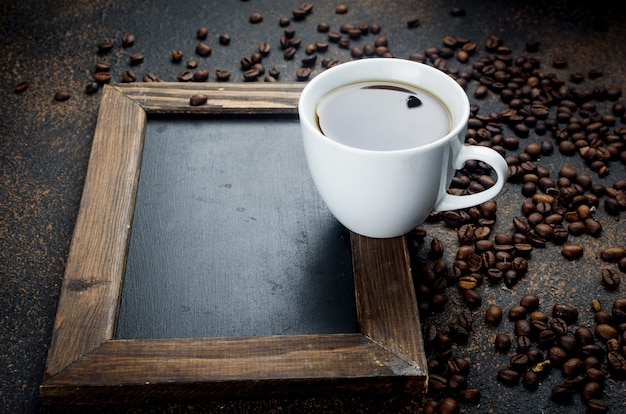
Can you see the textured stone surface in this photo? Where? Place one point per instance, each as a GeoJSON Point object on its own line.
{"type": "Point", "coordinates": [45, 145]}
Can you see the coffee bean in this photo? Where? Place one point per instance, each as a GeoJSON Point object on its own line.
{"type": "Point", "coordinates": [185, 76]}
{"type": "Point", "coordinates": [255, 18]}
{"type": "Point", "coordinates": [303, 74]}
{"type": "Point", "coordinates": [558, 326]}
{"type": "Point", "coordinates": [91, 88]}
{"type": "Point", "coordinates": [203, 49]}
{"type": "Point", "coordinates": [102, 77]}
{"type": "Point", "coordinates": [198, 99]}
{"type": "Point", "coordinates": [129, 76]}
{"type": "Point", "coordinates": [618, 310]}
{"type": "Point", "coordinates": [128, 39]}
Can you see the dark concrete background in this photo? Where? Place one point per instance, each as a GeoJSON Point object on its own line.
{"type": "Point", "coordinates": [45, 144]}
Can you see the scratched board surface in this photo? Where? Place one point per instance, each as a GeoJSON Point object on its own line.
{"type": "Point", "coordinates": [229, 237]}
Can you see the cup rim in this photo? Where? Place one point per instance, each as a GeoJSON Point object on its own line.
{"type": "Point", "coordinates": [304, 107]}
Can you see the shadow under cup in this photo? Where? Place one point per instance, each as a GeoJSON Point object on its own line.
{"type": "Point", "coordinates": [387, 193]}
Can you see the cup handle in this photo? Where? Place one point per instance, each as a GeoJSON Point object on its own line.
{"type": "Point", "coordinates": [475, 152]}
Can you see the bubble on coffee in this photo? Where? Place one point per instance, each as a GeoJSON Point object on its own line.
{"type": "Point", "coordinates": [382, 116]}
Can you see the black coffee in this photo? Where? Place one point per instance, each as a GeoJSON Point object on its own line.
{"type": "Point", "coordinates": [382, 116]}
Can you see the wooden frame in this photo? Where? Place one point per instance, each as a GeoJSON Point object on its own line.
{"type": "Point", "coordinates": [86, 364]}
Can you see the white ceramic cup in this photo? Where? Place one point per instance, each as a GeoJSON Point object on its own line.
{"type": "Point", "coordinates": [384, 194]}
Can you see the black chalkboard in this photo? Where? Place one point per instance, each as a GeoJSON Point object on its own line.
{"type": "Point", "coordinates": [230, 238]}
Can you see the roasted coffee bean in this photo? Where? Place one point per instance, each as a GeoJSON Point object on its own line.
{"type": "Point", "coordinates": [91, 88]}
{"type": "Point", "coordinates": [502, 343]}
{"type": "Point", "coordinates": [198, 99]}
{"type": "Point", "coordinates": [559, 326]}
{"type": "Point", "coordinates": [255, 18]}
{"type": "Point", "coordinates": [523, 343]}
{"type": "Point", "coordinates": [185, 76]}
{"type": "Point", "coordinates": [129, 76]}
{"type": "Point", "coordinates": [618, 310]}
{"type": "Point", "coordinates": [508, 377]}
{"type": "Point", "coordinates": [522, 327]}
{"type": "Point", "coordinates": [203, 49]}
{"type": "Point", "coordinates": [303, 74]}
{"type": "Point", "coordinates": [102, 77]}
{"type": "Point", "coordinates": [519, 362]}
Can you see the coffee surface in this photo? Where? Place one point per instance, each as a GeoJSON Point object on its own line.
{"type": "Point", "coordinates": [382, 116]}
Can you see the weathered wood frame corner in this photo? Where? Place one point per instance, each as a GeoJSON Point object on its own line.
{"type": "Point", "coordinates": [87, 365]}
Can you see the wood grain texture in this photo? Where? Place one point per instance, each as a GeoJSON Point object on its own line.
{"type": "Point", "coordinates": [88, 303]}
{"type": "Point", "coordinates": [86, 365]}
{"type": "Point", "coordinates": [222, 98]}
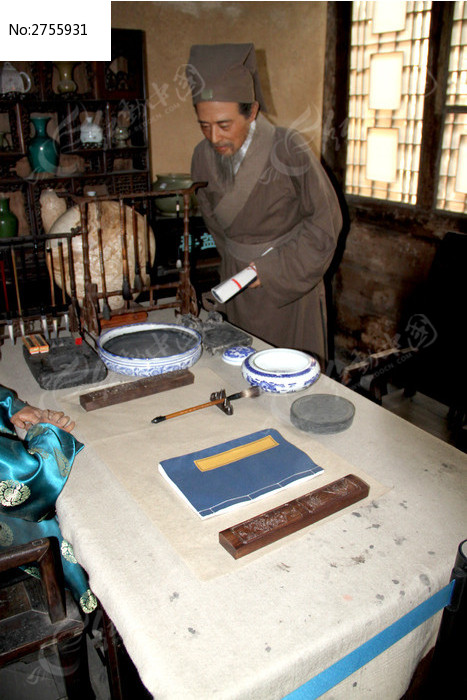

━━━━━━━━━━━━━━━━━━━━━━━━━━━━━━

### Your instructions:
Write everything in the records out exactly, apart from the pictures.

### Result:
Can you see the textured stone surface in this photo? Where? Place one point per instance, each as a GeoJSON Point object on its own line.
{"type": "Point", "coordinates": [45, 145]}
Can you see the coffee bean in this photo? Where? Place one point per instance, each as a GeoJSON Point object on its own line.
{"type": "Point", "coordinates": [185, 76]}
{"type": "Point", "coordinates": [255, 18]}
{"type": "Point", "coordinates": [303, 74]}
{"type": "Point", "coordinates": [558, 326]}
{"type": "Point", "coordinates": [91, 88]}
{"type": "Point", "coordinates": [203, 49]}
{"type": "Point", "coordinates": [102, 77]}
{"type": "Point", "coordinates": [198, 99]}
{"type": "Point", "coordinates": [129, 76]}
{"type": "Point", "coordinates": [618, 310]}
{"type": "Point", "coordinates": [128, 39]}
Can you see the dark concrete background in this photo? Where? Place one point per instance, each as a GeoJSON Point object on its own line.
{"type": "Point", "coordinates": [45, 144]}
Can you see the scratched board surface in this photo? Where? Place one point per instance, each as a GeoJSON Point object on its own line.
{"type": "Point", "coordinates": [229, 237]}
Can you see the cup rim in this photo? Where? Place one point per instance, each as a GeoJSON Point object on its own line.
{"type": "Point", "coordinates": [304, 107]}
Can you see the shadow under cup in this photo? Where? Place one point per instance, each as a GeoJSON Point object on its own line.
{"type": "Point", "coordinates": [387, 193]}
Can you see the cup handle in this photo? Where? Place one point per instance, each as a GeoJSON Point object on its own line.
{"type": "Point", "coordinates": [475, 152]}
Can you see the bubble on coffee in this photo? Where? Place one point per instance, each as a GeoJSON Point object on its own line.
{"type": "Point", "coordinates": [382, 116]}
Can you see the black coffee in this photo? Where? Place one point per instance, each as a GeoJSON Point object on its own line.
{"type": "Point", "coordinates": [382, 116]}
Can you see the wooden frame in this photo? Where? Place one point per instance, each as a GeoJSON Point object on its own line.
{"type": "Point", "coordinates": [86, 364]}
Can you see the white ceramic cup in this photo? Where? Place one point per instance, each as a GeoJSON Point object on its own line.
{"type": "Point", "coordinates": [384, 194]}
Can you see the black chalkboard in this photo? Where? Place one point per instance, each as a GeoJSON Point object on its own line.
{"type": "Point", "coordinates": [230, 238]}
Can you see the roasted coffee bean in this photo? Where? Place one point per instance, each as a GeoJSON Point object on its own line.
{"type": "Point", "coordinates": [91, 88]}
{"type": "Point", "coordinates": [502, 343]}
{"type": "Point", "coordinates": [198, 99]}
{"type": "Point", "coordinates": [559, 326]}
{"type": "Point", "coordinates": [255, 18]}
{"type": "Point", "coordinates": [523, 343]}
{"type": "Point", "coordinates": [185, 76]}
{"type": "Point", "coordinates": [129, 76]}
{"type": "Point", "coordinates": [618, 310]}
{"type": "Point", "coordinates": [508, 377]}
{"type": "Point", "coordinates": [522, 327]}
{"type": "Point", "coordinates": [203, 49]}
{"type": "Point", "coordinates": [303, 74]}
{"type": "Point", "coordinates": [102, 77]}
{"type": "Point", "coordinates": [519, 362]}
Can you see the coffee surface in this photo? Where? Place one point per instance, each as a GeoJSON Point object on its own line.
{"type": "Point", "coordinates": [382, 116]}
Can you see the weathered wood frame corner in this photo? Where? Place one point per instance, each as a GeoJSON Point object on its own line.
{"type": "Point", "coordinates": [87, 365]}
Can you see the wood grain texture in this photo? Where? Place one point per instance, each as a GeoJSON Point object on its own line.
{"type": "Point", "coordinates": [88, 303]}
{"type": "Point", "coordinates": [86, 365]}
{"type": "Point", "coordinates": [222, 98]}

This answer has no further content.